Work order »
Wherever the listing has a line with the string "instance", copy that line out.

————————

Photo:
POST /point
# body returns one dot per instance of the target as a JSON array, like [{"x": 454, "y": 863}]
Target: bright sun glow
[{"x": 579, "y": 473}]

————————

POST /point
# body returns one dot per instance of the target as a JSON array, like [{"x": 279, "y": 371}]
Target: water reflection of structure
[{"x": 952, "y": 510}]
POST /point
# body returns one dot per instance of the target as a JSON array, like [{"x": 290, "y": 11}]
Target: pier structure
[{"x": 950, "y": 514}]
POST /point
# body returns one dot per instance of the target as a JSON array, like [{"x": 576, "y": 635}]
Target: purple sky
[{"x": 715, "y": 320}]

————————

Answer area »
# body returns one dot per instance of the target as a JSON array, like [{"x": 454, "y": 863}]
# body returns one dot per instance of the target as a JSON array, like [{"x": 279, "y": 371}]
# body returns one dot per instance of the target as a JSON array, like [{"x": 290, "y": 11}]
# body returns one dot per instance of the target as a JSON array, like [{"x": 576, "y": 635}]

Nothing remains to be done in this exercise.